# [WHAT THE EXERCISE ASKS]
Output the full listing exactly.

Content starts

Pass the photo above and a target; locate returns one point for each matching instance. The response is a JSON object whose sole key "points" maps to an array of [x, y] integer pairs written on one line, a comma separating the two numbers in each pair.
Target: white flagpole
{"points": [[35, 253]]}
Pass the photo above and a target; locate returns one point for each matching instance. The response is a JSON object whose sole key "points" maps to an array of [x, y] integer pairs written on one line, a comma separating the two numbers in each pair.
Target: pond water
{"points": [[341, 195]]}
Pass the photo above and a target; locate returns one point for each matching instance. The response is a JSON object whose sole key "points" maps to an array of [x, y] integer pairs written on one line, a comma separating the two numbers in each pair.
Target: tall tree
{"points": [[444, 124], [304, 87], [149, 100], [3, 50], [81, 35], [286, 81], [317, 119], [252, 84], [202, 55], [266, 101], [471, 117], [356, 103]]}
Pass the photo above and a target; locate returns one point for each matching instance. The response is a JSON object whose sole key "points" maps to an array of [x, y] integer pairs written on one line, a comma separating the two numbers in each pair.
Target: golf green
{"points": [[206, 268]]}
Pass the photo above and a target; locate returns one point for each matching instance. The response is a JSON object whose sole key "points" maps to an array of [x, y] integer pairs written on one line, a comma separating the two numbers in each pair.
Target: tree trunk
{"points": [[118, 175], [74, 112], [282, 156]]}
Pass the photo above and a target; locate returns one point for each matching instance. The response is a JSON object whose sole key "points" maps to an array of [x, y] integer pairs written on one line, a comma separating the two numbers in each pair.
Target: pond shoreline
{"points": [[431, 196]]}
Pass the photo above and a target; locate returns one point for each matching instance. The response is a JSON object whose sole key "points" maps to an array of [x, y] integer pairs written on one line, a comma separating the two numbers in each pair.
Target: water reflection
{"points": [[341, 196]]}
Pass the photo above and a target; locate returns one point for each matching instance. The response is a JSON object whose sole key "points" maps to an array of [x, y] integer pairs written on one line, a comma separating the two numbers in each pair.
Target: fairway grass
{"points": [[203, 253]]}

Content ends

# [TASK ANSWER]
Pass the photo above and a target; locate returns one point for each matching instance. The response is a JSON object whose sole key "points" maps to an array of [x, y] integer pairs written on one line, a comma separating the two numbers in each pair.
Target: white flagpole
{"points": [[35, 253]]}
Pass the photo above and a target; locate returns one point for each matching instance. The response is a JSON object whose sole key "points" maps to an array of [x, y] integer pairs written on one line, a comma separating the two numbers in each pair.
Target: pond water
{"points": [[341, 195]]}
Pass the photo above and a target; locate returns one point for each matching instance. The response is a JSON object whose sole key "points" maps to an array of [x, y] integer pairs written on one line, a comma separating the two numbers in each pair.
Target: tall tree
{"points": [[444, 124], [304, 87], [149, 100], [3, 50], [81, 35], [286, 81], [317, 119], [252, 84], [202, 55], [266, 101], [471, 117], [356, 103]]}
Pass the photo above and a target; locate returns one point for each matching instance. The response is a JSON object whose sole key "points" maps to an array of [x, y] integer pairs written on one line, a comma separating the two numbers in each pair.
Target: golf green
{"points": [[206, 268]]}
Pass the photo above and a target; locate returns one point for each matching instance. The response is a JSON object whose sole key "points" maps to an array of [x, y] integer pairs written on one line, a comma separating the two numbers in each pair.
Target: tree trunk
{"points": [[118, 175], [74, 112], [282, 156]]}
Pass the photo above and a target; locate returns one point for each matching instance. The response is a JSON object whose sole key "points" maps to an array of [x, y] integer pairs written on one line, a comma separating the two numbers in each pair.
Target: pond shoreline
{"points": [[431, 196]]}
Pass the photo above and a target; locate returns one point for each matching instance. The response is a JSON object whose sole key "points" maps to an array of [x, y] integer pairs written on one line, a comma separating the two numbers in each pair.
Target: water reflection
{"points": [[341, 196]]}
Pass the photo above and a target; locate returns one point for each matching instance. The response is a JSON object whose sole key "points" maps to an array of [x, y] integer pairs written on one line, a comma separating the two numbers in each pair.
Target: fairway grass
{"points": [[203, 253]]}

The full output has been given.